Parts of the exercise>
1. In the passage on feed mill management, what does it say feed mill hygiene is covered for? Answer in one to three sentences.
2. According to the passage on feed mill management, in which industry did Steve Romero gain engineering experience before joining the Baiada feed mill management team?
3. Return the part of the feed mill passage starting with "Before Steve Romero" and going on through "horrible to contemplate.".

Passage provided>
----------------------------------------
Richard’s long experience in feed mill management means he could reflect on changes such as the progression of automation and digitally driven initiatives.
“Not least,” he pointed out, was the labour saving capacity of automation with the cautionary comment that “rigorous adherence to established protocols were still necessary.”
Before Steve Romero joined the Baiada feed mill management team, he gained engineering experience in the aviation industry, which he pointed out shared many critical aspects with feed mill management.
Certainly, if and when things go awry in either feed production or aviation technology, the consequences of error are too horrible to contemplate.
All Baiada sites are FeedSafe accredited, which means following strict protocol such as the Code of Good Manufacturing Practice and the Principles of HACCP (Hazards Analysis Critical Control Point system).
Both of these systems cover the wide range of process that are encompassed in feed manufacturing, from sourcing and purchasing raw materials all the way through to dispatching the final feed.
Understanding the areas within the manufacturing process that can pose a risk to food safety is crucial and managing these risks are all part of the HACCP process.
Areas such as feed mill hygiene is covered to validate rodent control measures and to monitor salmonella in higher risk materials such as canola meal and meat meal.
Asked by Poultry Digest if use of novel feed additives was a factor in heat treatment of feed, Richard explained “any feed additive that is sensitive, we add post pellet if it is a liquid”.
“This evaluation of ‘fit for purpose’ would be conducted by our nutritional technical team,” Richard said.
----------------------------------------
Records from a data source>

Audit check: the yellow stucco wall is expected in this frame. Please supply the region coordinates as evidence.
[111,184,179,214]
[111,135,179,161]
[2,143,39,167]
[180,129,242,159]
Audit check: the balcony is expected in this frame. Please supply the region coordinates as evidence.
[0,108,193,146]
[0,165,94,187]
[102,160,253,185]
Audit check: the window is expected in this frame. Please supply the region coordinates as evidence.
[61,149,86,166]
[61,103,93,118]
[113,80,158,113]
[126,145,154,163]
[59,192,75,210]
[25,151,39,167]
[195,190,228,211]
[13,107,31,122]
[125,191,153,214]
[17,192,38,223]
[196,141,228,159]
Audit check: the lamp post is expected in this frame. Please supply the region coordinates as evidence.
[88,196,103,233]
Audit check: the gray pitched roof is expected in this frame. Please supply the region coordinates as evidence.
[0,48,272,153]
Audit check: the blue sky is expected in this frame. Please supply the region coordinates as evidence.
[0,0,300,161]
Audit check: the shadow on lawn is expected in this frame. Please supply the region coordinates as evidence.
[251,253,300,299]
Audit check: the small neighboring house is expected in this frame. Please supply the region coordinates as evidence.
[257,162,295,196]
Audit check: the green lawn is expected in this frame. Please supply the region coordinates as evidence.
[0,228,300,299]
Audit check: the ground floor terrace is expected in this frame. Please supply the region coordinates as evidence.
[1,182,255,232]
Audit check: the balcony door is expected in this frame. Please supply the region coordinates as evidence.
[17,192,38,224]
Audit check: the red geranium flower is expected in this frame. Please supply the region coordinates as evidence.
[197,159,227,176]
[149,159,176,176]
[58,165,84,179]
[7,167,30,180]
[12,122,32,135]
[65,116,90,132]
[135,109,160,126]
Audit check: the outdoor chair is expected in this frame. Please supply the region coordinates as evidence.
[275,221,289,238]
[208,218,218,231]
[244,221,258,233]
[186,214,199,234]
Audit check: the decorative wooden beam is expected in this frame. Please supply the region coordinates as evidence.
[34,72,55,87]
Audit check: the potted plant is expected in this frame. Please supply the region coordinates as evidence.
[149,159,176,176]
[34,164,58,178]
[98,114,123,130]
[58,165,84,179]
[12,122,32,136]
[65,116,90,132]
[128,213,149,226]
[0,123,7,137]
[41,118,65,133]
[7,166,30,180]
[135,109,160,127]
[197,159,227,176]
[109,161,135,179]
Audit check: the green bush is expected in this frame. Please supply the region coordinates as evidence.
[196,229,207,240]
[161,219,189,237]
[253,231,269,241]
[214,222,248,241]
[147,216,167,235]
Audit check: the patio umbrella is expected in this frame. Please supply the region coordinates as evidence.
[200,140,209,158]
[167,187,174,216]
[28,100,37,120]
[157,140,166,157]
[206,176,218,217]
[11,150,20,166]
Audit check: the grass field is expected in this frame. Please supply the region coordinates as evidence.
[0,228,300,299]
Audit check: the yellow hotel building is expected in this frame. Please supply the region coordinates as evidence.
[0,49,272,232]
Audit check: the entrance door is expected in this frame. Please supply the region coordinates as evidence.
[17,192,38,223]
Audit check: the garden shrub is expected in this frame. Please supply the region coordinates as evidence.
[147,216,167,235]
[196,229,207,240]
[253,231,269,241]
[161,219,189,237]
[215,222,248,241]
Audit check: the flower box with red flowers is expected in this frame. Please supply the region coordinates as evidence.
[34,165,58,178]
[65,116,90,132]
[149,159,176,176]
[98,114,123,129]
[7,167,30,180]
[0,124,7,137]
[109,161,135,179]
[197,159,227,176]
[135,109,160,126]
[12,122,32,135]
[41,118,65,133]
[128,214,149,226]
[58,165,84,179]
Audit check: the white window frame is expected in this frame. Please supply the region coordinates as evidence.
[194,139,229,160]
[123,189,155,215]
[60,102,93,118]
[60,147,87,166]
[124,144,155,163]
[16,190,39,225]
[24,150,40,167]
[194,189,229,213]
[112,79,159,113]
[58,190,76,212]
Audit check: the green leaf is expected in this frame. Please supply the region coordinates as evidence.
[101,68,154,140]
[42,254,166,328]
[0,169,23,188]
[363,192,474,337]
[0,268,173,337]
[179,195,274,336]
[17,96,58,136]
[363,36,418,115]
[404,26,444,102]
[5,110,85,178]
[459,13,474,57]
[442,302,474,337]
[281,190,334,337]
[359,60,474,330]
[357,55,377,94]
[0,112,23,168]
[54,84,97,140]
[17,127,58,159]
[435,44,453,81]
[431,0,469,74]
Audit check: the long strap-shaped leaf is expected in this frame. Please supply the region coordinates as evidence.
----------------------------------------
Answers to the exercises>
1. Feed mill hygiene is covered to validate rodent control measures. It is also covered to monitor salmonella in higher-risk materials such as canola meal and meat meal.

2. The aviation industry.

3.
Before Steve Romero joined the Baiada feed mill management team, he gained engineering experience in the aviation industry, which he pointed out shared many critical aspects with feed mill management.
Certainly, if and when things go awry in either feed production or aviation technology, the consequences of error are too horrible to contemplate.